- [Given passage]:
=====

Doreen Massey: Thinking geographically about social power.

Brett Christophers, Rebecca Lave, Jamie Peck, Marion Werner, 2018. The Doreen Massey Reader, Agenda Publishing.

Llewellyn Williams-Brooks, Review of The Doreen Massey Reader, 2019

Sources: https://agendapub.com/books/30/the-doreen-massey-reader

http://ppesydney.net/review-of-the-doreen-massey-reader/

 

Doreen Massey (1944–2016) changed geography. Her intellectual trajectory traversed Marxian political economy, poststructuralist geography and feminist theory. Her ideas on space, region, labor, identity, ethics and capital transformed the field itself, while also attracting a wide audience in sociology, planning, political economy, cultural studies, gender studies and beyond. The significance of her contributions is difficult to overstate. Far from a dry defense of disciplinary turf, her claim that “geography matters” possessed both scholarly substance and political salience.

 

Through her most influential concepts – such as power-geometries and a “global sense of place” – she insisted on the active role of regions and places not simply in bearing the brunt of political-economic restructuring, but in reshaping the uneven geographies of global capitalism and the horizons of politics. In capturing how global forces articulated with the particularities of place, Massey's work, right up until her death, was an inspiration for critical social sciences and political activists alike. It integrated theory and politics in the service of challenging and transforming both.

 

Four human geography professors from Sweden, the United States and Canada bring together a collection of Massey's writings for the first time the full span of her formative contributions, showcasing the continuing relevance of her ideas to current debates on globalization, immigration, nationalism and neoliberalism, among other topics.

 

To read Doreen Massey is to traverse the labyrinth-like history of the British New Left from their rupture in the radical sixties to the rolling crisis of the Great Recession. From her working-class origins in the Wythenshawe public-housing estate in Greater Manchester to her academic career at the Open University, Doreen Massey committed to locating the extent to which“Geography Matters!” (her most famous quote).

 

Part one (Region) serves as an excellent supplement to her famous paper ‘In What Sense a Regional Problem? by highlighting the primacy of land, labor and gender in their historic context for analyzing capital. Massey's critique of Industrial Location Theory serves as the point of departure for this discussion, in which she argues that regions are not only composed of consumers and producers but of capitalists, workers, imperialism and private property. Subsequently Massey explores the importance of land-orientated analysis in a policy document prepared for the British Labor Party. A paper exploring the landed property of the British economy furthers these themes, highlighting the ascendancy of finance capital over the land holding of feudal and industrial private property. This leads nicely to a discussion of the changing spatial division of labor under global capitalism and its implications for trade union decline. A standout paper in the section explores the regional/industrial specificity of women's historic work in England and its implication for social reproduction. For example, it is elaborated that the coal mining villages of Durham tended to intensify patriarchal modes of unpaid domestic work, while Lancashire women in the cotton industry formed a militant trade union stronghold.

=====

- [Records of position annotations]:
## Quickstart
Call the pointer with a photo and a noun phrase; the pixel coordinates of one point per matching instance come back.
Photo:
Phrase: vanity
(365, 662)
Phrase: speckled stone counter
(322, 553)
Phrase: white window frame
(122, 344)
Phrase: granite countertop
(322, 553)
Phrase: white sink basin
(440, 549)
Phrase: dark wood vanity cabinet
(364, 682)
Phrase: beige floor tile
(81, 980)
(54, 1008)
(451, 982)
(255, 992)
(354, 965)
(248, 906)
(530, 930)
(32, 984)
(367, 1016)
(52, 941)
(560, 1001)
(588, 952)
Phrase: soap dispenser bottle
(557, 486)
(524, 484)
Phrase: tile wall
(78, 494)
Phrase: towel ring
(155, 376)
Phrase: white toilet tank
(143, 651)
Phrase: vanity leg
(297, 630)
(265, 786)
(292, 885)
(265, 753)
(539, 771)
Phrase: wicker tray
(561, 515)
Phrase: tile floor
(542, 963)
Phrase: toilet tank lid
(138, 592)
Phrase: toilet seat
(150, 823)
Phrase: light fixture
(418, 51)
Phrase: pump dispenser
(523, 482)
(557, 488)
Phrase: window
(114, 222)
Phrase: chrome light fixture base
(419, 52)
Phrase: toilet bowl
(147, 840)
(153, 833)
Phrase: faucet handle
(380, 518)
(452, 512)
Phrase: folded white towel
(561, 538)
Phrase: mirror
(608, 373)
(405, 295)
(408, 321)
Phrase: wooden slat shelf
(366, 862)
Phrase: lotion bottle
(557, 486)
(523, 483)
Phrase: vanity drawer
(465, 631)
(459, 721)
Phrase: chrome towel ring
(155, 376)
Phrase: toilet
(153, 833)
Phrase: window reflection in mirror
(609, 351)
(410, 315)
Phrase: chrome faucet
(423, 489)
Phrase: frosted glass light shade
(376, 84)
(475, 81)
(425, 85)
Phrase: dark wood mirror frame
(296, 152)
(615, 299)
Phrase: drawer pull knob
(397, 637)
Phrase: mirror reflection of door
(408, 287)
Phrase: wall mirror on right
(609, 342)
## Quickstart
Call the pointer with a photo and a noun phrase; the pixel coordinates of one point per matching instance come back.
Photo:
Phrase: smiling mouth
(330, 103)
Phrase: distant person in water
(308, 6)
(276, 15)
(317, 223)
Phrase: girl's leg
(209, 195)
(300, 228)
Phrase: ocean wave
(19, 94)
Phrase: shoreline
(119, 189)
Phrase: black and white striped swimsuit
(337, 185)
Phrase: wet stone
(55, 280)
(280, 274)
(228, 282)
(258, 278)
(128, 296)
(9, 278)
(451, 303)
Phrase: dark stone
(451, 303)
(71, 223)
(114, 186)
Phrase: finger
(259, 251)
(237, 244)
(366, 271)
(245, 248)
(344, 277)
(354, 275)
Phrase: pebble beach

=====

- [Required work]:
1. According to the passage on Doreen Massey, which two concepts are named among her most influential?
2. Reproduce part of the passage on Doreen Massey verbatim, starting at the words "Four human geography professors" and ending after "most famous quote).".
The records were taken from a separate source.

- [Expected responses]:
1. Power-geometries and a "global sense of place."

2.
Four human geography professors from Sweden, the United States and Canada bring together a collection of Massey's writings for the first time the full span of her formative contributions, showcasing the continuing relevance of her ideas to current debates on globalization, immigration, nationalism and neoliberalism, among other topics.

 

To read Doreen Massey is to traverse the labyrinth-like history of the British New Left from their rupture in the radical sixties to the rolling crisis of the Great Recession. From her working-class origins in the Wythenshawe public-housing estate in Greater Manchester to her academic career at the Open University, Doreen Massey committed to locating the extent to which“Geography Matters!” (her most famous quote).